BEGIN Task inputs

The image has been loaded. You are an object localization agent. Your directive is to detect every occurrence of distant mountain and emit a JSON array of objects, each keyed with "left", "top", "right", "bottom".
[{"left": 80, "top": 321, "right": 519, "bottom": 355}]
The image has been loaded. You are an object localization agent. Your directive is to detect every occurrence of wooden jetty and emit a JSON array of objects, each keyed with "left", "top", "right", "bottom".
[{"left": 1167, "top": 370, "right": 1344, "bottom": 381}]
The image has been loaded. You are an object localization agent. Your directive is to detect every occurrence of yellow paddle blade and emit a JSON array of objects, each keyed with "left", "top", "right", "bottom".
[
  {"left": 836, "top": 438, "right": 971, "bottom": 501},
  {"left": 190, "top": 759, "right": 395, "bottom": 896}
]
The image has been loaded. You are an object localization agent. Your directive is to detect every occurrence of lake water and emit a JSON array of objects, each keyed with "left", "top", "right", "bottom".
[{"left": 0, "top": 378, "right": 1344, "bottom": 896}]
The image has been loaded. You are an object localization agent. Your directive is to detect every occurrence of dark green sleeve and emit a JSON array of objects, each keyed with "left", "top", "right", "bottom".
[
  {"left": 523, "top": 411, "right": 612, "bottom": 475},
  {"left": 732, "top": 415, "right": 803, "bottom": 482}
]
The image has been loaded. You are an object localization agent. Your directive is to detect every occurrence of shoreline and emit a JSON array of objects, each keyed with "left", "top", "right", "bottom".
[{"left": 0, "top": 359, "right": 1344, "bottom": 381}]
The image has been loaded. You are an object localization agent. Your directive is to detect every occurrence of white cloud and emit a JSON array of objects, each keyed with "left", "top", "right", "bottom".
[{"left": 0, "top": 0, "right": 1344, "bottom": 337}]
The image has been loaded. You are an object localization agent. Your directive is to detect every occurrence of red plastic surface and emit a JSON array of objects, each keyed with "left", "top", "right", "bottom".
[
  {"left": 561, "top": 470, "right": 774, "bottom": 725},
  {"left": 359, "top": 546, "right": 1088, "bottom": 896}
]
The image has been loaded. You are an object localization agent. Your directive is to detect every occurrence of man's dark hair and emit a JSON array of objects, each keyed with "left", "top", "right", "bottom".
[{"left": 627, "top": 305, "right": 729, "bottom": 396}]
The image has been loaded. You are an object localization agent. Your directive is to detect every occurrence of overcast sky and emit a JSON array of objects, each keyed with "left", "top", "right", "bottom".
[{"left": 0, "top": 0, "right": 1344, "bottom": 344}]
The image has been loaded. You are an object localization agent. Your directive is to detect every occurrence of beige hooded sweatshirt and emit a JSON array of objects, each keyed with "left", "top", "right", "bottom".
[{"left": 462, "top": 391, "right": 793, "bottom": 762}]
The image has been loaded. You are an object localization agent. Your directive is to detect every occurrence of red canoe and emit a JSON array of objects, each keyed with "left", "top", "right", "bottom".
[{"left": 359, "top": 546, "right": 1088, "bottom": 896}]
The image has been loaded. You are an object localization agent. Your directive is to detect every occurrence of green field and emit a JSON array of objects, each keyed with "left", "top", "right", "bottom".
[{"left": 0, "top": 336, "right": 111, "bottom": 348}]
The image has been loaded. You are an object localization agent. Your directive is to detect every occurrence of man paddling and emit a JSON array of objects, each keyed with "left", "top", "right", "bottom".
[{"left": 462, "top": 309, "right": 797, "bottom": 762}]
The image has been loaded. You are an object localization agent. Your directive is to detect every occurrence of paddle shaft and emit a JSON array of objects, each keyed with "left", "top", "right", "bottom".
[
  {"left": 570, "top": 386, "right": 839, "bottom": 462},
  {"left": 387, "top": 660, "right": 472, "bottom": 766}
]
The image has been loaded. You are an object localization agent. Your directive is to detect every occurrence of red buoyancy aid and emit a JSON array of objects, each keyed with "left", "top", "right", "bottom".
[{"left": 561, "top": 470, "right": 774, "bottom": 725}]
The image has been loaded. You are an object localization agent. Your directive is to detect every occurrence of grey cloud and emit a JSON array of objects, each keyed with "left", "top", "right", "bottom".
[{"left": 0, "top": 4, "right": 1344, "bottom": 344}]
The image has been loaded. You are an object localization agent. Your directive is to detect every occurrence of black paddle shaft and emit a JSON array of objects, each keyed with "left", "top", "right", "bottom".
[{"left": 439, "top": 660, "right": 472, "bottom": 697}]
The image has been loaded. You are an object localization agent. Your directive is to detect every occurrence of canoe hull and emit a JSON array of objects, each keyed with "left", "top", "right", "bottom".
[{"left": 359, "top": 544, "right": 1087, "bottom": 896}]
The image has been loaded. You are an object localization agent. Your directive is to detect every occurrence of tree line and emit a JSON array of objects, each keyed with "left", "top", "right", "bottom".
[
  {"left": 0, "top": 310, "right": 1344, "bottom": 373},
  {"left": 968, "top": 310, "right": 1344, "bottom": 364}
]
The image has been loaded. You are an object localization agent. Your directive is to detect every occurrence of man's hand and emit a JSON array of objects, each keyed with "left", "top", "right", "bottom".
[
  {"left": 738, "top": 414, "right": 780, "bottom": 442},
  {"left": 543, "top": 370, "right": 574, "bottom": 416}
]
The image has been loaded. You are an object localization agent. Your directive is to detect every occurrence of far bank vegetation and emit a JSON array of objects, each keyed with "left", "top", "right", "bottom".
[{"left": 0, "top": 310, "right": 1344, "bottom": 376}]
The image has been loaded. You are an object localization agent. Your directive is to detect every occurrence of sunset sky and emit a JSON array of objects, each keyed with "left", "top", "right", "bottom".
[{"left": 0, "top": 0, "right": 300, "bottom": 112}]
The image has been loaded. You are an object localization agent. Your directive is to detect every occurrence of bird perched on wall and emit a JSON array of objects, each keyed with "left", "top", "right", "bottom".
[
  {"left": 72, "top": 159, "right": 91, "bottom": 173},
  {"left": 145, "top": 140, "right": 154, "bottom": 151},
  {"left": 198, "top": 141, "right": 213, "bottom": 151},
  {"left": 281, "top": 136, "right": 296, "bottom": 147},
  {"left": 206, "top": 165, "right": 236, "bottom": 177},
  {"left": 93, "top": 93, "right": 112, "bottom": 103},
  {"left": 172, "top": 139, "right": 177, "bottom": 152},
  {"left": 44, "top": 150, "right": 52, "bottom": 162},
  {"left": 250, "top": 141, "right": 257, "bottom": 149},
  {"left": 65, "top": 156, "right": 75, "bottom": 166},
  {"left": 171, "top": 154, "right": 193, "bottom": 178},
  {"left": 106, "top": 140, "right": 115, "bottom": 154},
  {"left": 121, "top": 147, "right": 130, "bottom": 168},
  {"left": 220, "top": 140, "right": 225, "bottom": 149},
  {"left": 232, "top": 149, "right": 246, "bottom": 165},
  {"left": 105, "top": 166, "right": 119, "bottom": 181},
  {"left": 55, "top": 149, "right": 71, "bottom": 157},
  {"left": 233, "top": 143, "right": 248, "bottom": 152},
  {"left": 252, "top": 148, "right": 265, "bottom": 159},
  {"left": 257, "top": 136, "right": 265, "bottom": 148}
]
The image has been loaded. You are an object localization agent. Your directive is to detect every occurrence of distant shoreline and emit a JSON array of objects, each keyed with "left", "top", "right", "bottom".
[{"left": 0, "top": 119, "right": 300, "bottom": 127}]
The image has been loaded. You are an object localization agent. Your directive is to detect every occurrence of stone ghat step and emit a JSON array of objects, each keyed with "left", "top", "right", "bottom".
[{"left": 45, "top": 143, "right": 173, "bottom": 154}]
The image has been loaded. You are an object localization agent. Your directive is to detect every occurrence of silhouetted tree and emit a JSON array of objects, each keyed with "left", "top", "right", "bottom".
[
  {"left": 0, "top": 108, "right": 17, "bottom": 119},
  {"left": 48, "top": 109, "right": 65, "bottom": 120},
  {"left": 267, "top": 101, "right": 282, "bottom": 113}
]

END Task inputs

What the task requires.
Can you update these lines so that every "JSON array" becomes "JSON list", with nothing else changed?

The output.
The image has been loaded. You are an object localization agent. Your directive is to detect every occurrence of distant mountain and emit a JSON list of objects, each keyed with "left", "top", "right", "bottom".
[{"left": 80, "top": 321, "right": 519, "bottom": 355}]
The image has been loaded. You are an object localization agent. Your directive is to detect every occurrence of wooden jetty and emit a JSON list of objects, each keyed with "left", "top", "right", "bottom".
[{"left": 1167, "top": 370, "right": 1344, "bottom": 381}]
The image has been loaded. You are an object localization agent. Your directive is to detect every occurrence of yellow paddle blade and emit a JSON list of objects, each keyed with "left", "top", "right", "bottom".
[
  {"left": 836, "top": 438, "right": 971, "bottom": 501},
  {"left": 190, "top": 759, "right": 395, "bottom": 896}
]
The image has been loaded. You are an object localization agent. Your directive is to detect every occurrence of lake water and emit a JSON list of objects, each keyed with "left", "top", "right", "bottom".
[{"left": 0, "top": 378, "right": 1344, "bottom": 896}]
The image has been loaded. You are an object localization agent. Your directive is to detect every occurrence of dark green sleeve and emit a JSON list of objects, each keyed with "left", "top", "right", "bottom".
[
  {"left": 523, "top": 411, "right": 612, "bottom": 475},
  {"left": 732, "top": 415, "right": 803, "bottom": 482}
]
The image has been loaded. You are an object localization agent. Your directive is to detect every occurrence of shoreline and emit a JSON list of objects, each keyed with "left", "top", "right", "bottom".
[{"left": 0, "top": 359, "right": 1344, "bottom": 381}]
The image has been loaded. You are an object localization agent. Your directive is to detect every occurrence of white cloud and emit a JSON list of objects, each keyed with "left", "top", "right", "bottom".
[{"left": 0, "top": 0, "right": 1344, "bottom": 337}]
The image has been loaded. You are an object localization agent. Your directive is to detect every occurrence of red plastic surface and emit a JSON list of objects, each keyed with "left", "top", "right", "bottom".
[
  {"left": 561, "top": 470, "right": 774, "bottom": 725},
  {"left": 359, "top": 546, "right": 1088, "bottom": 896}
]
The image has been loaded. You are an object localization agent. Your directive is to detect every occurrence of man's dark hair and emit a JSON list of objects, each keyed with "left", "top", "right", "bottom".
[{"left": 627, "top": 305, "right": 729, "bottom": 396}]
The image has been loaded. You are an object localization agent. Your directive is to detect every occurrence of overcast sky and emit a JSON list of objects, each keyed with "left", "top", "right", "bottom".
[{"left": 0, "top": 0, "right": 1344, "bottom": 344}]
The image has been loaded. You are an object localization agent. Your directive is to detect every occurrence of beige hooded sweatshirt and emit a JSON list of objects, each keyed with "left", "top", "right", "bottom".
[{"left": 462, "top": 391, "right": 793, "bottom": 762}]
The image has been loaded. You are an object localization agent. Your directive is to detect every occurrence of red canoe and emit a JSON list of objects, each keyed with "left", "top", "right", "bottom".
[{"left": 359, "top": 546, "right": 1088, "bottom": 896}]
The image has been loaded. You are an object localization agent. Your directive is to detect every occurrence of green field and emit a JSON list of objects, each keyed with "left", "top", "right", "bottom".
[{"left": 0, "top": 336, "right": 111, "bottom": 348}]
The image has been loaded. You are an object localization agent. Your directive is to detect every occurrence of man paddling and emit a JSON list of objects, each keyed with "left", "top", "right", "bottom".
[{"left": 462, "top": 309, "right": 797, "bottom": 762}]
The image has been loaded. You are an object localization agent. Your directive is to detect every occurrence of paddle shaft and emit a JSON list of objects, each keyed with "left", "top", "right", "bottom".
[
  {"left": 570, "top": 386, "right": 839, "bottom": 462},
  {"left": 387, "top": 660, "right": 472, "bottom": 766}
]
The image has been loaded. You are an object localization agent. Your directive is to detect every occurrence of red buoyancy aid and emit a JSON list of objects, each keyed with "left", "top", "right", "bottom".
[{"left": 561, "top": 470, "right": 774, "bottom": 725}]
The image has been loaded. You are an object localization agent. Your directive is to detect every occurrence of grey cloud and emit a JSON list of objects, each keyed with "left", "top", "right", "bottom".
[{"left": 0, "top": 4, "right": 1344, "bottom": 344}]
The image has been loaded. You are an object localization agent. Your directive is to detect every occurrence of black paddle shaft and emit a JSON list of objects, each keyed with "left", "top", "right", "bottom".
[{"left": 439, "top": 660, "right": 472, "bottom": 697}]
The image has been loaded. You are an object localization agent. Your directive is to detect every occurrence of canoe hull and emit a JSON list of objects, each keyed with "left", "top", "right", "bottom".
[{"left": 359, "top": 544, "right": 1087, "bottom": 896}]
The image has been loaded. You are an object localization agent. Your directive is to detect every occurrence of tree line and emit a JSON list of objects, each keyed with "left", "top", "right", "bottom".
[
  {"left": 0, "top": 310, "right": 1344, "bottom": 373},
  {"left": 968, "top": 310, "right": 1344, "bottom": 364}
]
The image has been loaded. You are an object localization agent. Your directive is to detect every occurrence of man's hand and emit a JSON list of objects, each keyed with "left", "top", "right", "bottom".
[
  {"left": 738, "top": 414, "right": 780, "bottom": 442},
  {"left": 543, "top": 370, "right": 574, "bottom": 416}
]
The image has been loaded. You are an object localization agent. Your directive is to detect every occurrence of far bank vegetation and emit a JSON list of objects, each keyed with "left", "top", "right", "bottom".
[{"left": 0, "top": 310, "right": 1344, "bottom": 376}]
The image has been loaded. You are an object localization agent. Your directive is to detect every occurrence of sunset sky and emit a JSON list of objects, each keyed with "left", "top", "right", "bottom".
[{"left": 0, "top": 0, "right": 300, "bottom": 112}]
The image has been loaded. You are an object localization agent. Your directive is to detect every occurrence of bird perched on wall and emit a JSON list of objects, each keyed with "left", "top", "right", "bottom".
[
  {"left": 72, "top": 159, "right": 91, "bottom": 173},
  {"left": 145, "top": 140, "right": 154, "bottom": 151},
  {"left": 198, "top": 141, "right": 213, "bottom": 151},
  {"left": 281, "top": 136, "right": 296, "bottom": 147},
  {"left": 206, "top": 165, "right": 236, "bottom": 177},
  {"left": 93, "top": 93, "right": 112, "bottom": 103},
  {"left": 172, "top": 139, "right": 177, "bottom": 152},
  {"left": 44, "top": 150, "right": 52, "bottom": 162},
  {"left": 250, "top": 141, "right": 257, "bottom": 149},
  {"left": 65, "top": 156, "right": 75, "bottom": 166},
  {"left": 171, "top": 154, "right": 193, "bottom": 178},
  {"left": 106, "top": 140, "right": 115, "bottom": 154},
  {"left": 121, "top": 147, "right": 130, "bottom": 168},
  {"left": 220, "top": 140, "right": 225, "bottom": 149},
  {"left": 232, "top": 149, "right": 246, "bottom": 165},
  {"left": 105, "top": 166, "right": 119, "bottom": 181},
  {"left": 55, "top": 149, "right": 71, "bottom": 157},
  {"left": 233, "top": 143, "right": 248, "bottom": 152},
  {"left": 252, "top": 148, "right": 265, "bottom": 159},
  {"left": 257, "top": 136, "right": 265, "bottom": 148}
]
The image has been loaded. You are an object localization agent. Your directive is to detect every occurrence of distant shoreline and emit a JSON list of objects, each keyed with "left", "top", "right", "bottom".
[{"left": 0, "top": 119, "right": 300, "bottom": 127}]
The image has been loaded. You are an object localization agent. Your directive is to detect every occurrence of stone ghat step and emit a JSON list of objects, each keyed with "left", "top", "right", "bottom".
[{"left": 45, "top": 143, "right": 173, "bottom": 154}]
The image has been loaded. You are an object localization agent. Your directive is to detect every occurrence of silhouetted tree and emit a JSON list of objects, each keyed with "left", "top", "right", "bottom".
[
  {"left": 0, "top": 108, "right": 17, "bottom": 119},
  {"left": 48, "top": 109, "right": 65, "bottom": 120},
  {"left": 267, "top": 101, "right": 282, "bottom": 113}
]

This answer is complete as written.